THE TASK: Output, please, exactly those lines of the listing that come before the line with "TARGET: wooden plank", along with that line itself.

EXTRACTED DATA:
# # #
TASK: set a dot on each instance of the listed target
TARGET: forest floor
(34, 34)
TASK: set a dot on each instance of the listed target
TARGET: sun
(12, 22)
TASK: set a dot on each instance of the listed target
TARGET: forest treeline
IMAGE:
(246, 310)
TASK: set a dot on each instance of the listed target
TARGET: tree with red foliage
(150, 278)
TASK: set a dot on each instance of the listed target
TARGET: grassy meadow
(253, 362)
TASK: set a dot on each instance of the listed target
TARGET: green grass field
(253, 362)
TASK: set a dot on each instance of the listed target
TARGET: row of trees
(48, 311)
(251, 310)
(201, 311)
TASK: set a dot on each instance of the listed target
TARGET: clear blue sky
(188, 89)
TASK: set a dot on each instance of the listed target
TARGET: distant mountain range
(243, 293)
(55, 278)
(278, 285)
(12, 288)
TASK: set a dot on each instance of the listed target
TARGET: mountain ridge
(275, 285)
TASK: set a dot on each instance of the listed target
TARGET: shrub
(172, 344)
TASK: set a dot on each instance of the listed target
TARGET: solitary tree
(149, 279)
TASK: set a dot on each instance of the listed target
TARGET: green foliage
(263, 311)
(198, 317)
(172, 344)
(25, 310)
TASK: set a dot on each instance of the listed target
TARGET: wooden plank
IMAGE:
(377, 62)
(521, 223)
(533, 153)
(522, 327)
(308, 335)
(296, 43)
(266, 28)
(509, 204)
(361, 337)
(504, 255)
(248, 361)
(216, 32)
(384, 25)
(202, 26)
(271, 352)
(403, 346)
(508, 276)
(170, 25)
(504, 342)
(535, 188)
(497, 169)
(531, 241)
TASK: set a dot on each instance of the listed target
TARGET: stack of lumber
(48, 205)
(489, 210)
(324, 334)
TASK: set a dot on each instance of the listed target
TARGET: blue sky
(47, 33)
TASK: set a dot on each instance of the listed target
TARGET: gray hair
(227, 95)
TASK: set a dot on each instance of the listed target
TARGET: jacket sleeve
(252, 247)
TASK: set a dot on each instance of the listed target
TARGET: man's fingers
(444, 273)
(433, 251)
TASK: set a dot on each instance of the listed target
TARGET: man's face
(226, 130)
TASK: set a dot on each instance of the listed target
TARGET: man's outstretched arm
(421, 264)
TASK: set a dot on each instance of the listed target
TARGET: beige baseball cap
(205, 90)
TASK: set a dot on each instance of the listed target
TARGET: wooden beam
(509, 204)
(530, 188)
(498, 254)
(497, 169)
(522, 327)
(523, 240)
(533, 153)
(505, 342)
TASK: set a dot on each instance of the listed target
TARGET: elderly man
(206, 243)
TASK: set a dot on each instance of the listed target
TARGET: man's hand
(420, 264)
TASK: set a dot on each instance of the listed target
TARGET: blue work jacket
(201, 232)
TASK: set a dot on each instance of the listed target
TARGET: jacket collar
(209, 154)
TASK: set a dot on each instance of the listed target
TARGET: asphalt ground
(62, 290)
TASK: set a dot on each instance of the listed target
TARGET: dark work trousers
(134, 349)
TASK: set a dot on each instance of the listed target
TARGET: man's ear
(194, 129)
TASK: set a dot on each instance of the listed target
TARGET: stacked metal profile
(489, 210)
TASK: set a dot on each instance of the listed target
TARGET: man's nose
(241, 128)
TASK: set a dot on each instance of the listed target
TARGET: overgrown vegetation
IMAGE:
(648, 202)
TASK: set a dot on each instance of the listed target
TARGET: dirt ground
# # #
SOLUTION TO THIS EXERCISE:
TASK: set a dot on each instance of the listed target
TARGET: forest floor
(34, 34)
TASK: set a dot on each instance of the listed target
TARGET: sun
(12, 22)
TASK: set a dot on each instance of the listed target
TARGET: forest treeline
IMAGE:
(246, 310)
TASK: set a dot on each instance of the listed target
TARGET: tree with red foliage
(150, 278)
TASK: set a dot on each instance of the listed target
TARGET: grassy meadow
(253, 362)
TASK: set a dot on each instance of the listed target
TARGET: green grass field
(253, 362)
TASK: set a dot on each instance of the listed target
TARGET: row of trees
(48, 311)
(251, 310)
(201, 311)
TASK: set a dot on each instance of the listed target
TARGET: clear blue sky
(188, 89)
TASK: set a dot on each instance of the listed target
TARGET: distant mountain range
(243, 293)
(55, 278)
(278, 285)
(12, 288)
TASK: set a dot on each instance of the listed target
TARGET: mountain ridge
(275, 285)
TASK: set a dot on each instance of the listed target
TARGET: shrub
(172, 344)
TASK: set a dot on each instance of the listed target
TARGET: solitary tree
(149, 279)
TASK: set a dot on each instance of the listed target
TARGET: green foliage
(263, 311)
(198, 317)
(172, 344)
(25, 310)
TASK: set a dot on each instance of the listed target
TARGET: wooden plank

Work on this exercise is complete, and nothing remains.